◆ REQUIRED TASKS
a - In the Nomics Transparency Volume article, which transparency ratings must an exchange have for its volume to count as transparent?
b - Please carry on the article about the Nomics Transparency Volume service from the point where it stops.

◆ PAGE EXTRACT
☆ ☆ ☆ ☆ ☆

The integrity of cryptocurrency trading volume is of growing importance for many stakeholders in the cryptoeconomy. Now, another service with big cryptoverse backers has arrived to further actualize “transparent data infrastructure” in the space.
On August 27th, cryptocurrency data company Nomics unveiled its new so-called Transparency Volume service, which the startup hailed as the first time a cryptocurrency market aggregator site “has designated a percentage of trading volume for a given cryptoasset as “transparent.”
As the firm explained in its announcement, its process for arriving at what volume data is considered reliable involves relying on cryptocurrency exchanges that provide high-quality data:
“Transparent volume represents the amount of volume deemed ‘trustworthy’ and high quality by Nomics. ‘Transparent Volume’ might just as well be called ‘Trustworthy Volume’ […] Specifically, transparent volume is the amount of volume for a given cryptoasset that’s moving through transparent exchanges (i.e. exchanges to which we’ve awarded an A+, A, or A- transparency rating).”
Nomics, which counts ecosystem stalwarts like Coinbase Ventures, Polymath Network, and Digital Currency Group among its investors, said the new service offering was considerably influenced by Bitwise Investments’s springtime report to the U.S. Securities and Exchange Commission (SEC).
That Bitwise report made waves in the space for asserting that approximately “95% of reported volume [to data aggregators] is fake,” suggesting many smaller cryptocurrency exchanges are not trustworthy.
Some Takeaways from Transparency Volume on Day One
At launch, the new Nomics dashboard service indicated that the largest big-cap cryptocurrencies with the most transparent trading volume over the last 24 hours were BNB (33 percent), bitcoin (17 percent), Monero (15 percent), XRP (11 percent).

☆ ☆ ☆ ☆ ☆

Dataset records:
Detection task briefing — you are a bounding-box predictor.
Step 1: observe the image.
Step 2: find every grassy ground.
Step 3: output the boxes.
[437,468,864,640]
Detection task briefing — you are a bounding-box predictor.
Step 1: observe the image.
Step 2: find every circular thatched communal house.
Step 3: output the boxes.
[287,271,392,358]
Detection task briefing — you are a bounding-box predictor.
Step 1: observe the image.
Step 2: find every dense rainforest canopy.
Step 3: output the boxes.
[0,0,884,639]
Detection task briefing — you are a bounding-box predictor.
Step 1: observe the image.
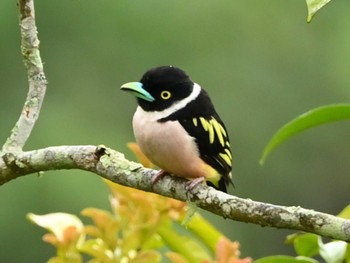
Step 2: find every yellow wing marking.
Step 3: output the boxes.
[207,119,215,144]
[210,119,226,147]
[198,117,230,147]
[225,148,232,160]
[199,117,208,131]
[192,118,198,127]
[219,153,232,166]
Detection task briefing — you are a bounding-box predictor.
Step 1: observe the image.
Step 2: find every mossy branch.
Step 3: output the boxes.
[0,146,350,242]
[0,0,47,155]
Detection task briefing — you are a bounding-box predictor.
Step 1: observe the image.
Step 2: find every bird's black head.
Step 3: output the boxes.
[122,66,193,111]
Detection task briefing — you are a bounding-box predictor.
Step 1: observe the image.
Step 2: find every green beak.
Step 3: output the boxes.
[120,82,154,102]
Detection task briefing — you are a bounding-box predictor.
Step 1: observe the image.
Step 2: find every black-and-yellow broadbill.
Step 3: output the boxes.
[121,66,232,192]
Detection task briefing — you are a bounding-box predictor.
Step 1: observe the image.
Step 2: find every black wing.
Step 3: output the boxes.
[161,89,233,192]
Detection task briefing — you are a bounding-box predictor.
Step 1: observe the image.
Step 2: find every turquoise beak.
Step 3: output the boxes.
[120,82,154,102]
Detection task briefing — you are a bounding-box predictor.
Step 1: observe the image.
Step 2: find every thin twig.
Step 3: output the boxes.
[2,0,47,152]
[0,146,350,242]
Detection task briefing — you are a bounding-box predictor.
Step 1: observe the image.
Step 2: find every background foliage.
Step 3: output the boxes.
[0,0,350,262]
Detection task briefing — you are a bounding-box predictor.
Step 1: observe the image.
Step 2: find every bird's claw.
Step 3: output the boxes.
[151,170,168,185]
[185,177,205,191]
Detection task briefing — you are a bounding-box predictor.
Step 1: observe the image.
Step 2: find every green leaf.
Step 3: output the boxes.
[158,225,211,263]
[186,213,223,254]
[319,241,347,263]
[254,256,318,263]
[306,0,331,23]
[260,104,350,165]
[294,234,320,257]
[338,205,350,219]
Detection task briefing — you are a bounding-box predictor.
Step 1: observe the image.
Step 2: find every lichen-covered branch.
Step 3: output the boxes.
[2,0,47,152]
[0,146,350,242]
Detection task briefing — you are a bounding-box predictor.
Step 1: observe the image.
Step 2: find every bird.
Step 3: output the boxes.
[121,65,233,192]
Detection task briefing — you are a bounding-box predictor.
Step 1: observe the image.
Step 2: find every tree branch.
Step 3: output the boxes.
[0,146,350,242]
[2,0,47,152]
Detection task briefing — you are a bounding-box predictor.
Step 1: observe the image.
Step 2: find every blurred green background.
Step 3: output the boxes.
[0,0,350,262]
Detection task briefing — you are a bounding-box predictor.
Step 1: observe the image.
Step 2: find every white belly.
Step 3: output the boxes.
[133,107,209,178]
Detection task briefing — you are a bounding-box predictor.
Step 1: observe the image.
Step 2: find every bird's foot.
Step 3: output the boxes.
[186,177,205,191]
[151,170,168,185]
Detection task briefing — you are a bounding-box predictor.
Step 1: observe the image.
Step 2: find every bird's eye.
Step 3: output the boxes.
[160,90,171,100]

☆ ☆ ☆ ☆ ☆

◆ ANSWERS FOR EACH ITEM
a - A+, A, or A-.

b -
Less transparent among the top coins were litecoin (9 percent), EOS (8 percent), ether (7 percent), USDT (5 percent), and bitcoin cash (2 percent), according to the service.
Nomics suggested in their announcement that honing in on this kind of data could eventually help pave the way to the SEC approving a Bitcoin ETF in the United States:
“One of the SEC’s major concerns in approving a Bitcoin ETF is the percentage of trading volume that is unsurveilled and subject to manipulation, toxic influences, etc. Our transparent volume metric is intended to help institutions, state actors, and investors assess the percentage of reported trading volume for a given cryptoasset that is auditable and transparent.”
At press time, the cryptocurrency gave “A” transparency ratings to many of the space’s most recognizable trading platforms, including Binance, Coinbase Pro, Kraken, Bitstamp, Poloniex, Ethfinex, Gemini, and bitFlyer. Some of the firm’s “A+” platform’s included Deribit, IDEX, and Belfrics.
Toward Better Knowledge
Some take cryptocurrency data at face value, but new understandings can be unlocked by approaching the data in different ways.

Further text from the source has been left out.